* [Selected extract]
%%
Married couple Gagandeep Singh, M.D. (left), and Chetna Mangat, M.D. (right), of Eau Claire, Wisconsin, were traveling with their two children on an airplane when a passenger went into cardiac arrest. The couple performed CPR on the woman until she regained consciousness.
EAU CLAIRE, Wis. — Most people who fly worry about leg room, layovers and lack of storage space for their carry-ons. Few have to worry about saving someone’s life at 30,000 feet.
When married couple Chetna Mangat, M.D., and Gagandeep Singh, M.D., of Eau Claire, who work for Mayo Clinic Health System in Pediatric & Adolescent Medicine and Family Medicine, respectively, boarded a flight from Minneapolis to Phoenix in October, they didn’t know they would be putting their medical training to work before they reached their destination.
The couple were traveling with their son (6) and daughter (2) when a passenger in the seat ahead of them went into cardiac arrest.
“It was about an hour into the flight, and the flight attendants were serving drinks,” says Dr. Mangat, a . “The woman in front of me was found nonresponsive by her partner. He and the flight attendants started shouting for help.”
The couple wasted no time jumping in to assist.
“Gagan swiftly went to the woman’s seat and confirmed that she was nonresponsive,” says Dr. Mangat. “He put her on the floor in the aisle. She had no pulse at all.”
Working in the narrow aisle, Dr. Singh began mouth-to-mouth resuscitation, while Dr. Mangat performed chest compressions from her seat. A nurse and a surgeon, who also were traveling on the plane, came to assist. They analyzed the woman’s heart rhythm with the plane’s automated external defibrillator, but determined she did not need to be shocked. After a few minutes of CPR, the woman’s pulse came back, and she regained consciousness.
While the dramatic scene played out, Dr. Mangat says training kicked in, and the only thought was helping the woman.
“You don’t even think about where you are,” says Dr. Mangat. “You perform your duty.” Dr. Singh, who also works in the Emergency Department, is no stranger to life-threatening situations, though his children usually are not watching.
%%
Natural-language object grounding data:
%%
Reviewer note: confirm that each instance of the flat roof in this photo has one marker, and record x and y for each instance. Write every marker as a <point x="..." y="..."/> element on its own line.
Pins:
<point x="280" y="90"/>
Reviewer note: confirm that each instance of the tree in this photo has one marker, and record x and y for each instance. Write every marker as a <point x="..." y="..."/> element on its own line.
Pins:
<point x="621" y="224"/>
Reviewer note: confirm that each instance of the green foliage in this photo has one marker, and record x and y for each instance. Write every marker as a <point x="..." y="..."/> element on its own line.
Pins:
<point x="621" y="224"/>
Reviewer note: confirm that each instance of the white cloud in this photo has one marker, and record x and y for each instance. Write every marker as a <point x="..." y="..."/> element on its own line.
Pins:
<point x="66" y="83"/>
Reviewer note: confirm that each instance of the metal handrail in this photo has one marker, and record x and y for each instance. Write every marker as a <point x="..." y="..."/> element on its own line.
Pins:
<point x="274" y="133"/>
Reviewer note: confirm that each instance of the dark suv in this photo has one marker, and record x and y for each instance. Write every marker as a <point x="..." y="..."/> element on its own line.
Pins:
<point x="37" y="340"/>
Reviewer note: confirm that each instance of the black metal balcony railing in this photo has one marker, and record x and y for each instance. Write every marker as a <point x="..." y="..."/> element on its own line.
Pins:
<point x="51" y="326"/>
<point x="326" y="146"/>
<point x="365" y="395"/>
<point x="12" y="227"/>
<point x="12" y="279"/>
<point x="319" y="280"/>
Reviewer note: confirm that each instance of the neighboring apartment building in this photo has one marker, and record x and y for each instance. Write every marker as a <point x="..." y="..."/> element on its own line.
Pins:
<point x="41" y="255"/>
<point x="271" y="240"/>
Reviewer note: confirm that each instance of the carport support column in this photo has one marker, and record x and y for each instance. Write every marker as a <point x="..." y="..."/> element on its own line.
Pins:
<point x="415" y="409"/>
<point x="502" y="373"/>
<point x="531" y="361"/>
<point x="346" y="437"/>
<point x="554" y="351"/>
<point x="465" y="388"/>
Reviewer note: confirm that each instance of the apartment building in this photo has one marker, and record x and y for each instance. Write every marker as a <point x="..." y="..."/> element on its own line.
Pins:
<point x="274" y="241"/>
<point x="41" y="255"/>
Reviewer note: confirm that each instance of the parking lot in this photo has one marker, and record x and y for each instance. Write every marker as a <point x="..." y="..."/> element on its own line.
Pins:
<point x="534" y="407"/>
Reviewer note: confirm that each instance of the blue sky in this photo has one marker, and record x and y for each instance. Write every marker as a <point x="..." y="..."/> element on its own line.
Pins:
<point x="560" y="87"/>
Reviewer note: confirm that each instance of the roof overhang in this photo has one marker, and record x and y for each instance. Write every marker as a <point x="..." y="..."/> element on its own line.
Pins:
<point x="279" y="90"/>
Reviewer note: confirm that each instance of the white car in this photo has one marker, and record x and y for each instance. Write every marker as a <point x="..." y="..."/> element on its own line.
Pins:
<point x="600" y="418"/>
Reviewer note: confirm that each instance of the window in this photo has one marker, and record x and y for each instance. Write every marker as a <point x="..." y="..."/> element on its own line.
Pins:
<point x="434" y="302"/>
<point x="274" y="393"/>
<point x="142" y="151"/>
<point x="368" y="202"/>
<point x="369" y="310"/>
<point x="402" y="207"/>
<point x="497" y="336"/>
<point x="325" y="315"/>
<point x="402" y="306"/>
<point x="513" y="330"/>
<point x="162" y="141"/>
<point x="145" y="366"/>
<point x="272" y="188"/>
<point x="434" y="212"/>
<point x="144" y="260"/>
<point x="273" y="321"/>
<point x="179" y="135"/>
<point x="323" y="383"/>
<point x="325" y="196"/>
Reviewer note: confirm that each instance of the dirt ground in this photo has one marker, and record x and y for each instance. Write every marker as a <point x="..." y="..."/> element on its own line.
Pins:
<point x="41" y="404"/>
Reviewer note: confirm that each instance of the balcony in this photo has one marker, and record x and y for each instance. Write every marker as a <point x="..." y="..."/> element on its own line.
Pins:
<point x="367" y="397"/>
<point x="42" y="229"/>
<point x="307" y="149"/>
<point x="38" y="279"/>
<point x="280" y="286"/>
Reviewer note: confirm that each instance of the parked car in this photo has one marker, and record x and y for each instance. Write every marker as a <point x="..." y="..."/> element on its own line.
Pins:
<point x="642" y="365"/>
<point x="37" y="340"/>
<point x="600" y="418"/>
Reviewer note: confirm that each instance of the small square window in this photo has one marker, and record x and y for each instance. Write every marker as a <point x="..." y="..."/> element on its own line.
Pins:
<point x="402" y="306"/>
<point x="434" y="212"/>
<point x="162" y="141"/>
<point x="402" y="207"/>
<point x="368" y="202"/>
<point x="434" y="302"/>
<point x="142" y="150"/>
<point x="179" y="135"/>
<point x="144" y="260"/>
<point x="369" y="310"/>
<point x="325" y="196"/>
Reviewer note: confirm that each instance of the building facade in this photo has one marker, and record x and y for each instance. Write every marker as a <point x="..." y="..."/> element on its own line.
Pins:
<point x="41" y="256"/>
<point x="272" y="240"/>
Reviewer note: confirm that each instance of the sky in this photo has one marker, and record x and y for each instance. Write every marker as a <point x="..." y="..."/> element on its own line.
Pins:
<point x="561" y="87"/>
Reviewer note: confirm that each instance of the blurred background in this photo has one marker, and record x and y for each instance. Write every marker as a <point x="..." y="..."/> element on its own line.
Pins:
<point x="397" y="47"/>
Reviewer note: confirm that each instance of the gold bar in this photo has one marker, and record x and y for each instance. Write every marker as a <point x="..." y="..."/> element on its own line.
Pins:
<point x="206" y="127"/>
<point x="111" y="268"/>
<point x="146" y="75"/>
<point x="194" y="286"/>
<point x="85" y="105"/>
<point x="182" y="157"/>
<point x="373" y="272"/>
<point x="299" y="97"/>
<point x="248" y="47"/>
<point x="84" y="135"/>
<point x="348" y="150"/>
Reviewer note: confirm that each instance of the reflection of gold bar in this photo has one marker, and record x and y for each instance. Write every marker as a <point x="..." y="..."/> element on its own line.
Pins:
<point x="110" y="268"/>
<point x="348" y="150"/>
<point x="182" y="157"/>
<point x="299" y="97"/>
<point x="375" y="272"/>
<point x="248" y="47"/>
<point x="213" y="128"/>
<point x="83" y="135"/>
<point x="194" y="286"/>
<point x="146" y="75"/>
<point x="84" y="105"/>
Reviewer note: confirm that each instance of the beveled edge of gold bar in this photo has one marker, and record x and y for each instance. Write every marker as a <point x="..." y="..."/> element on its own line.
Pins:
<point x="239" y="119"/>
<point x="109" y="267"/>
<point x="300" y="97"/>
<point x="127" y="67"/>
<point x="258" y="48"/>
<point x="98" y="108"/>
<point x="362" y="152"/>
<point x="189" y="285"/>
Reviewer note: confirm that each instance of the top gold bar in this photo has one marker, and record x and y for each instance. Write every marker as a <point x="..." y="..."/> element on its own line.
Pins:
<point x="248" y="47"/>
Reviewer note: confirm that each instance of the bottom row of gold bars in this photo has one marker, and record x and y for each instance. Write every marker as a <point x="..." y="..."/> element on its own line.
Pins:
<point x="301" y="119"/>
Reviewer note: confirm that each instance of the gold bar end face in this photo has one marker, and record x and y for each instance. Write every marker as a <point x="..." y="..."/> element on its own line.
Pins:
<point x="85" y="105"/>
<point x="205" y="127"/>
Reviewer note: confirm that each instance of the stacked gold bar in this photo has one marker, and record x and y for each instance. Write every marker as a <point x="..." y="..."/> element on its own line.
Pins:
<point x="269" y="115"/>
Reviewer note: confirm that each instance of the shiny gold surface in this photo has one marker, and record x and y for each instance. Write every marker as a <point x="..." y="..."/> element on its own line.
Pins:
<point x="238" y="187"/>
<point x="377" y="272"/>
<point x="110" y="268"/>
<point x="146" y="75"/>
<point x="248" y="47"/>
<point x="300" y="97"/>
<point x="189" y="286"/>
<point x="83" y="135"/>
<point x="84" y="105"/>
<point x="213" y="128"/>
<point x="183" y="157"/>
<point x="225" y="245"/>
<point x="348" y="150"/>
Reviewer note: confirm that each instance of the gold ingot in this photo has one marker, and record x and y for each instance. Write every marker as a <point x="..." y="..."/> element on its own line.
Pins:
%%
* [Your assignment]
Answer these questions from the article about the in-flight rescue.
1. Between which two cities was the flight traveling?
2. About how far into the flight was it when the woman was found nonresponsive?
3. Which doctor performed chest compressions, and from where?

* [Result for this exercise]
1. From Minneapolis to Phoenix.
2. About an hour into the flight.
3. Dr. Chetna Mangat performed chest compressions from her seat.